* Start RECORD EXCERPTS *

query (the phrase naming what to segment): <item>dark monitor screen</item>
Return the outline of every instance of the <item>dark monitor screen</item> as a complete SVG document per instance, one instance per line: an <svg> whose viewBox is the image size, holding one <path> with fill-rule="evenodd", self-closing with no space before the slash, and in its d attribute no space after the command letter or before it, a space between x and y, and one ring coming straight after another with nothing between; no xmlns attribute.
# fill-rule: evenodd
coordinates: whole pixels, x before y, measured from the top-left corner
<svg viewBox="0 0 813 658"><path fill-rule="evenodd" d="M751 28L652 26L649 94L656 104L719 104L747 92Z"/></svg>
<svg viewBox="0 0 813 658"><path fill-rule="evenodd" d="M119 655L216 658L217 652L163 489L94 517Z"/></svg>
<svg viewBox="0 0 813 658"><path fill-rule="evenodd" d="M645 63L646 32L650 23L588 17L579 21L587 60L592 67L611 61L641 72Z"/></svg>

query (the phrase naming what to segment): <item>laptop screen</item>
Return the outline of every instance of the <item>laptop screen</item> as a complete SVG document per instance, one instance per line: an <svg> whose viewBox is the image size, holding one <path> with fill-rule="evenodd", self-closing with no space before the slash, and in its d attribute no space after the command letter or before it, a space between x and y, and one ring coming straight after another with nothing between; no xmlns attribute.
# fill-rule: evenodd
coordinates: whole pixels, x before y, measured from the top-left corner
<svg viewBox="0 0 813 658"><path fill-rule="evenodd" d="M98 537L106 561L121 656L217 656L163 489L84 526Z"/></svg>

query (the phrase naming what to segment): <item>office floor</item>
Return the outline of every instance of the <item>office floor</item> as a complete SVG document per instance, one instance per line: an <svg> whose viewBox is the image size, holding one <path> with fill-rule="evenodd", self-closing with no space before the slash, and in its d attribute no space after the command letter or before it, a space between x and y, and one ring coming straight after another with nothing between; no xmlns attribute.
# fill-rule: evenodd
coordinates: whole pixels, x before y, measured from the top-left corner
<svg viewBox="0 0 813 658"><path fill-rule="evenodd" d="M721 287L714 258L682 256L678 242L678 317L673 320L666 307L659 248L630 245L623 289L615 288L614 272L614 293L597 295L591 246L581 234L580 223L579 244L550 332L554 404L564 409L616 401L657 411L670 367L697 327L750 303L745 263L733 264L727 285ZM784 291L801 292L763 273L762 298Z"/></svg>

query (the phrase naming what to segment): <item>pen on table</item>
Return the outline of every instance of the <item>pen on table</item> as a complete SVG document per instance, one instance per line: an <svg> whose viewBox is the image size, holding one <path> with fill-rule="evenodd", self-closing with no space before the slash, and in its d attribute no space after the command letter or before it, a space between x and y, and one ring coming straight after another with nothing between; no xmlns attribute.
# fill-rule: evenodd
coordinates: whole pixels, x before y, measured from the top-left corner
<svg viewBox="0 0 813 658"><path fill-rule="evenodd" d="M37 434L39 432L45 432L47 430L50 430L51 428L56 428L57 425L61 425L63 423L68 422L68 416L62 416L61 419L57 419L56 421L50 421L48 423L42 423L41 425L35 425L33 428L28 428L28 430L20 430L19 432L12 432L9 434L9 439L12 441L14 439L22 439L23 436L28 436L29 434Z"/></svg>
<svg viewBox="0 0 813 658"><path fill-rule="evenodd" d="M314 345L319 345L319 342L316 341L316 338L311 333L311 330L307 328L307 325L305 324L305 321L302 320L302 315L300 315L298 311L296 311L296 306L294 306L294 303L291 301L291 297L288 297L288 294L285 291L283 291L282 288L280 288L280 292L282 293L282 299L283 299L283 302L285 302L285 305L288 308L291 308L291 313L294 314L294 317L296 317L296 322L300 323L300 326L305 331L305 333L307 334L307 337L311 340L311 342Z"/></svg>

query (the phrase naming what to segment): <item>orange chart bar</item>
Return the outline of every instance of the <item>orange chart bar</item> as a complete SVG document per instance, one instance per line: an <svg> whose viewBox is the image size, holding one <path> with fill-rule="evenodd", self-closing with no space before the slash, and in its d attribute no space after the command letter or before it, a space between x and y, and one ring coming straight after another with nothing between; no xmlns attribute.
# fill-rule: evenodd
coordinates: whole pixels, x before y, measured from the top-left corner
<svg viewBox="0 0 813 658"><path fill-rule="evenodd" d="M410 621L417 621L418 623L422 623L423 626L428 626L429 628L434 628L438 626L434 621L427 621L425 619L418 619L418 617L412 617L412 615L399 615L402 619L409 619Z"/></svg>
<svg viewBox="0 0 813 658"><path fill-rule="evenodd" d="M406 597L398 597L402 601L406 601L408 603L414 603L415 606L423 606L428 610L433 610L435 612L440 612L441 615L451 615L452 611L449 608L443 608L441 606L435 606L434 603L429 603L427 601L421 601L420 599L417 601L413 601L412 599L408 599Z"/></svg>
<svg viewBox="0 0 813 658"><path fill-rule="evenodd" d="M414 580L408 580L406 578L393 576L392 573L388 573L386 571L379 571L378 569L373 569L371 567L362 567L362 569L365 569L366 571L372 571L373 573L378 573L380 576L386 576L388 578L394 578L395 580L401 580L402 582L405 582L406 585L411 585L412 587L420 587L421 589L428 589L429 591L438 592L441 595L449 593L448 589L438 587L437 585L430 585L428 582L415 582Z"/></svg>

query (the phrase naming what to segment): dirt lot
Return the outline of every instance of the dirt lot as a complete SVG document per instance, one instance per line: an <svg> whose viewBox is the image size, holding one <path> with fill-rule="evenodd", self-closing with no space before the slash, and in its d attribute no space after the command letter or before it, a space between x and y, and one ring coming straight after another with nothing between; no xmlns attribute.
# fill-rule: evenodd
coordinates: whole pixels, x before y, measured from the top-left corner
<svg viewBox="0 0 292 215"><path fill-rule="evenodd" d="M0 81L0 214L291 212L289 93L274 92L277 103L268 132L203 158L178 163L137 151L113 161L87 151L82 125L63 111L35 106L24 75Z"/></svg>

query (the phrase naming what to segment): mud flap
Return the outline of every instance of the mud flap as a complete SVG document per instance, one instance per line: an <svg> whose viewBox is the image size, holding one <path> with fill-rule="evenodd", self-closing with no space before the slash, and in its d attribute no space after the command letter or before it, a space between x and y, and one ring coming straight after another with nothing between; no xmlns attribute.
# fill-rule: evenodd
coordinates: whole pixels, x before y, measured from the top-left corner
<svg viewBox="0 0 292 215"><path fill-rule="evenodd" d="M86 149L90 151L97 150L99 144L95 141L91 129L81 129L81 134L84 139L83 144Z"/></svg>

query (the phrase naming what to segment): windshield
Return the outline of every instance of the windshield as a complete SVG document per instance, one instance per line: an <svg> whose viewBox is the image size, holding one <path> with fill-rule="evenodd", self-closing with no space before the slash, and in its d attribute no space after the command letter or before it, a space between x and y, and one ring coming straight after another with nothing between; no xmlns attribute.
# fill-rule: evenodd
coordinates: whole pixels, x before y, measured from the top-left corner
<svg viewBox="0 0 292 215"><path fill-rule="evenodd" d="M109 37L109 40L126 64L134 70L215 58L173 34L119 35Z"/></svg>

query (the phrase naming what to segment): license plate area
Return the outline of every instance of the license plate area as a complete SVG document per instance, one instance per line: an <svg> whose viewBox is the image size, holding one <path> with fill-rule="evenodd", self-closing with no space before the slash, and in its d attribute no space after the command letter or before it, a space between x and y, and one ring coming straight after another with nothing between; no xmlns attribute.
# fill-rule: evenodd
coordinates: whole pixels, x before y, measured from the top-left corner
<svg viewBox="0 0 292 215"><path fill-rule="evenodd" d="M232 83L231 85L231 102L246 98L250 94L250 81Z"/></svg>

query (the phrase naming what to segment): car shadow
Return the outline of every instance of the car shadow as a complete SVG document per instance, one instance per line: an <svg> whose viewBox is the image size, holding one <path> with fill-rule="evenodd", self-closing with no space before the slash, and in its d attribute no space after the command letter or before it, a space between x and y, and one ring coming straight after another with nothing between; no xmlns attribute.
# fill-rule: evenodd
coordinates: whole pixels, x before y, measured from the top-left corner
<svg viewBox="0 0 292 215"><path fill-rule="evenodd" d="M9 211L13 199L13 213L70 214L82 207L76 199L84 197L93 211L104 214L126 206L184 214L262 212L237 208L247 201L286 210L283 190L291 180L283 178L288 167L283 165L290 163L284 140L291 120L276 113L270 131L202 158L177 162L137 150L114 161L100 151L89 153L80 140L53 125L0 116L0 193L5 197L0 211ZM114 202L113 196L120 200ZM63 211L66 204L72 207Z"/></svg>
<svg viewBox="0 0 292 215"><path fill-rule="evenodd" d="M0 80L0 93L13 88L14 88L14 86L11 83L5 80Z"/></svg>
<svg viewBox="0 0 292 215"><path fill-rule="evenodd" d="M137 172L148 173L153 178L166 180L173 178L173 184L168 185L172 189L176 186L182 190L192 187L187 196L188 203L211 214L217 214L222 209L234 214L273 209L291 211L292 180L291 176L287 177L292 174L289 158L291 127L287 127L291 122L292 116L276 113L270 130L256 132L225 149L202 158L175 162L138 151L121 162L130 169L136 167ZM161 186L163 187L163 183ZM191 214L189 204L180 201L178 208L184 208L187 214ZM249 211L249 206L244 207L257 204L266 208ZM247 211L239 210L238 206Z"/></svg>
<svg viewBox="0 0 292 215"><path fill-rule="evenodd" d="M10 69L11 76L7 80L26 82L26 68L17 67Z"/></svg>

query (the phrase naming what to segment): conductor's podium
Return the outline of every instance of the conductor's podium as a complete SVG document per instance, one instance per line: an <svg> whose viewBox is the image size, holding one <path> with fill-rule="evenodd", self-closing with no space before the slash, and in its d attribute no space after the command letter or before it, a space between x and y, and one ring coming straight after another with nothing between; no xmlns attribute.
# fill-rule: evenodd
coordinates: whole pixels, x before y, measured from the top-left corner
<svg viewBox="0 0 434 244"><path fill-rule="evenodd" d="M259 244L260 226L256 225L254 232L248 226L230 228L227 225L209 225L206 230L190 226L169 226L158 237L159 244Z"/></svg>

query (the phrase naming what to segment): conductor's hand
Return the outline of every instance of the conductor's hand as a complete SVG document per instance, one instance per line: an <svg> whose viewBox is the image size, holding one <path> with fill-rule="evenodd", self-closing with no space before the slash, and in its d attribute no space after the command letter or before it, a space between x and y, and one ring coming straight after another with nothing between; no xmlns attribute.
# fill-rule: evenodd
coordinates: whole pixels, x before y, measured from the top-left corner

* End RECORD EXCERPTS *

◆ WHAT YOU WILL DO: Please express the records from the line containing "query (the phrase naming what to segment): <item>orange" through the line containing "580L408 580L406 578L393", both lines included, as a two-column CSV headed input and output. Give one row per record, with the record's text in input and its answer in output, each in one quoted field with line breaks turned into spaces.

◆ WRITTEN ANSWER:
input,output
"query (the phrase naming what to segment): <item>orange chart bar</item> Return the outline of every instance of the <item>orange chart bar</item> as a complete SVG document per instance, one instance per line: an <svg> whose viewBox is the image size, holding one <path> with fill-rule=""evenodd"", self-closing with no space before the slash, and in its d attribute no space after the command letter or before it, a space between x and y, and one ring coming straight after another with nothing between; no xmlns attribute. # fill-rule: evenodd coordinates: whole pixels, x before y, measured from the top-left corner","<svg viewBox=""0 0 813 658""><path fill-rule=""evenodd"" d=""M410 621L417 621L418 623L422 623L423 626L428 626L429 628L434 628L438 626L434 621L427 621L425 619L418 619L418 617L412 617L412 615L399 615L402 619L409 619Z""/></svg> <svg viewBox=""0 0 813 658""><path fill-rule=""evenodd"" d=""M406 597L398 597L402 601L406 601L408 603L414 603L415 606L423 606L428 610L433 610L435 612L440 612L441 615L451 615L452 611L449 608L443 608L441 606L435 606L434 603L429 603L427 601L421 601L420 599L417 601L413 601L412 599L408 599Z""/></svg> <svg viewBox=""0 0 813 658""><path fill-rule=""evenodd"" d=""M414 580L408 580L406 578L393 576L392 573L388 573L386 571L379 571L378 569L373 569L371 567L362 567L362 569L365 569L366 571L372 571L373 573L378 573L380 576L386 576L388 578L394 578L395 580L401 580L402 582L405 582L406 585L411 585L412 587L420 587L421 589L428 589L429 591L438 592L441 595L449 593L448 589L438 587L437 585L430 585L428 582L415 582Z""/></svg>"